-- Start Text section --

# which one in the pic is the real pygm chain sword?



## newguy (Mar 18, 2006)

which is the real pygm chain sword? the red circle or the blue circle? Red circle has much narrower leaves than the blue circle plants. Also what's the other plant if it's not pygm chain sword?










here's another pic of the plants in the blue circle:


----------



## tejinabo (Feb 5, 2006)

*Pygmy chain sword*

The one in red looks like a chain sword. The one in blue looks like Sagittaria subulata in my opinion.


----------



## FishyGirl20 (Jan 25, 2006)

I can't tell for sure, but the plant in the red circle looks like emersed Pygmy chain sword. The blue looks like the submerged version.


----------



## newguy (Mar 18, 2006)

i really need a better camera..

the blue i had for almost a year now. the red i just bought from an APC member here. Hmm if they are emersed then it means all of them would die and come back right?


----------



## rain- (Dec 16, 2005)

-- End Text section --
-- Start Dataset entries --

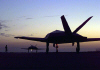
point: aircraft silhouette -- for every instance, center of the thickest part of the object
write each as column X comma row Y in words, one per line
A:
column 32, row 48
column 66, row 36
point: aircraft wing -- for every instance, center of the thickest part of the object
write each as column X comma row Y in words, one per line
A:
column 93, row 39
column 32, row 38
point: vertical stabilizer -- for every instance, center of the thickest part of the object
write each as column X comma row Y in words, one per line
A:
column 65, row 25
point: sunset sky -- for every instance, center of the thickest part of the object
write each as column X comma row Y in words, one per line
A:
column 36, row 18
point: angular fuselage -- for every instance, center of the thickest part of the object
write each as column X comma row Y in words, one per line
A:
column 58, row 37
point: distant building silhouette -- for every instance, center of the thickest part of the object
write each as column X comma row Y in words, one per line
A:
column 6, row 49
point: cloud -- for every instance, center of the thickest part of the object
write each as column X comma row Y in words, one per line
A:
column 6, row 35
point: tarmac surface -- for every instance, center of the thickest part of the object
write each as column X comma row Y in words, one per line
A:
column 51, row 61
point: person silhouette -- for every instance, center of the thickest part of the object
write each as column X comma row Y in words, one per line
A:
column 6, row 49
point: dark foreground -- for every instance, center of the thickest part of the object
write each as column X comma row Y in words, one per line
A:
column 51, row 61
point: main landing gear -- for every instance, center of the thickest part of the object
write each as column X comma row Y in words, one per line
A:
column 78, row 47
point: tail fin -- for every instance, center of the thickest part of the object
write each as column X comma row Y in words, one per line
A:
column 65, row 25
column 82, row 25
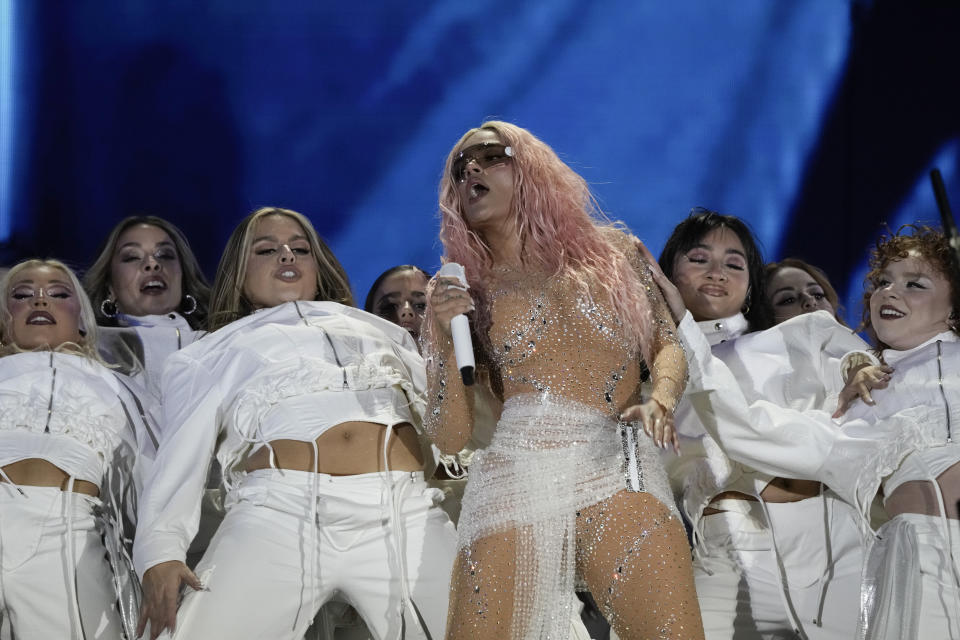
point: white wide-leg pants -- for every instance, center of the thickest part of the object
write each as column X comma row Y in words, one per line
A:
column 739, row 585
column 269, row 567
column 37, row 594
column 935, row 596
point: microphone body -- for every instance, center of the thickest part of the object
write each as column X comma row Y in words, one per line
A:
column 460, row 329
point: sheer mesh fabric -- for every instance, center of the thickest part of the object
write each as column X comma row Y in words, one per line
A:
column 545, row 501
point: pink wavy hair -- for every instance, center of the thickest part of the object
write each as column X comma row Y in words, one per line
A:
column 562, row 231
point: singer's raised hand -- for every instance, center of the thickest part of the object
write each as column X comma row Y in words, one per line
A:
column 657, row 422
column 161, row 586
column 670, row 292
column 448, row 299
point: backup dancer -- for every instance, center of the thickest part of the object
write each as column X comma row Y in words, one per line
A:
column 775, row 557
column 312, row 407
column 68, row 465
column 902, row 442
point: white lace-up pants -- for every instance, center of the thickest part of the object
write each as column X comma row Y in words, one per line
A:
column 37, row 594
column 268, row 569
column 739, row 586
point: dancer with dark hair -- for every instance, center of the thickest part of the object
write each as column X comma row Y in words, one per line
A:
column 774, row 556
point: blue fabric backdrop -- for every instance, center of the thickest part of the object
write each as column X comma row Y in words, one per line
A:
column 816, row 121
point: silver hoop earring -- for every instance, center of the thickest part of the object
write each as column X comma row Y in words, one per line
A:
column 193, row 304
column 108, row 308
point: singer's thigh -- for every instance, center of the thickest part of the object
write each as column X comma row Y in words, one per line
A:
column 634, row 556
column 481, row 603
column 257, row 577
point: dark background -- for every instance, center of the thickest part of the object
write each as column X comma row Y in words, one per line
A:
column 816, row 121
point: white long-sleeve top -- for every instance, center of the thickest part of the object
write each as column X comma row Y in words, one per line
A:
column 70, row 411
column 906, row 435
column 139, row 351
column 794, row 364
column 288, row 372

-- End Dataset entries --

**Work to do**
- a) Using the pygmy chain sword thread, answer the following:
(i) In the opening post, how do the leaves of the plant in the red circle compare with those of the plants in the blue circle?
(ii) Which plant does tejinabo say the one in blue resembles?
(iii) For how long has newguy had the blue plant?
- b) Return the passage of the pygmy chain sword thread between "## tejinabo (Feb" and "the submerged version.", inclusive.
Rely solely on the pygmy chain sword thread.

**Completed exercise**
- a)
(i) They are much narrower.
(ii) Sagittaria subulata.
(iii) Almost a year.

- b)
## tejinabo (Feb 5, 2006)

*Pygmy chain sword*

The one in red looks like a chain sword. The one in blue looks like Sagittaria subulata in my opinion.


----------



## FishyGirl20 (Jan 25, 2006)

I can't tell for sure, but the plant in the red circle looks like emersed Pygmy chain sword. The blue looks like the submerged version.